WHAT YOU ARE ASKED TO DO: Among the entries that follow, some lines contain the word "street". Show all of them.

INPUT RECORDS:
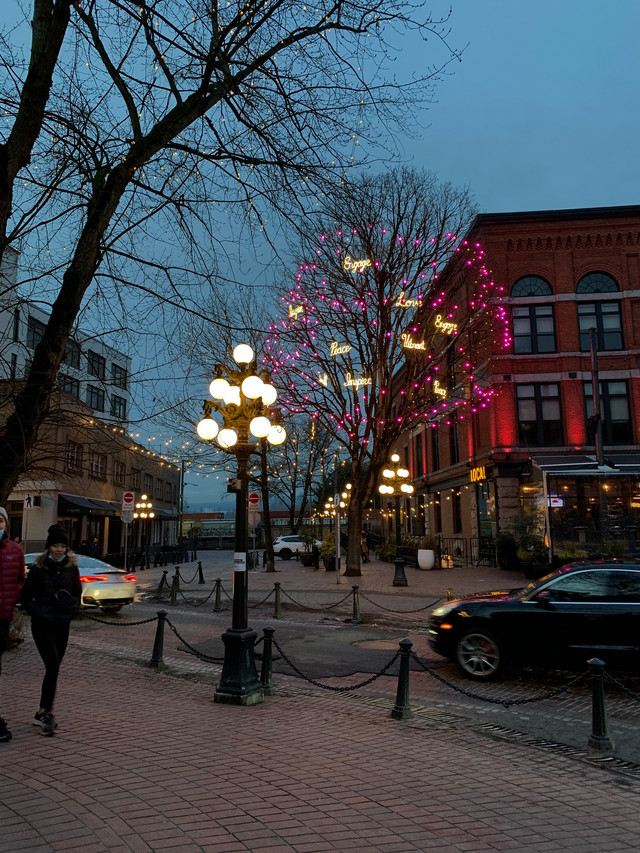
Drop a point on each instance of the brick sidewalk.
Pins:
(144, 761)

* * *

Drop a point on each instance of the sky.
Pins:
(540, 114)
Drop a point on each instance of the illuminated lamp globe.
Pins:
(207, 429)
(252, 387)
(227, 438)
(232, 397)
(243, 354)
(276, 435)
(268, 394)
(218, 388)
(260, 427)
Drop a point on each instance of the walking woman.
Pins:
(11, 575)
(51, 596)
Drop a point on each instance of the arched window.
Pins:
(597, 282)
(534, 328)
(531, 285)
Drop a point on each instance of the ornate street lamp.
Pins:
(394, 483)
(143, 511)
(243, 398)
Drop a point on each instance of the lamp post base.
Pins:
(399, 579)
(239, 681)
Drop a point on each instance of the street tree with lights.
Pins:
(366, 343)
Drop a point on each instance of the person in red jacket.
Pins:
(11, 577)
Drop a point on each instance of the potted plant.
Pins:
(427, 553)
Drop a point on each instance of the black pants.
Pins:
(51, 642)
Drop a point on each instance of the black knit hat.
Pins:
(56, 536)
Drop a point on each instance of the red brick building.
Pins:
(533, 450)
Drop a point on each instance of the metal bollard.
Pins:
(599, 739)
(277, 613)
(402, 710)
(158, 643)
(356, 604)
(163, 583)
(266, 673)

ANSWER FOR THIS EXERCISE:
Drop a point on each instance of the ornate street lamp.
Drop a point on each instance of the street tree with lights.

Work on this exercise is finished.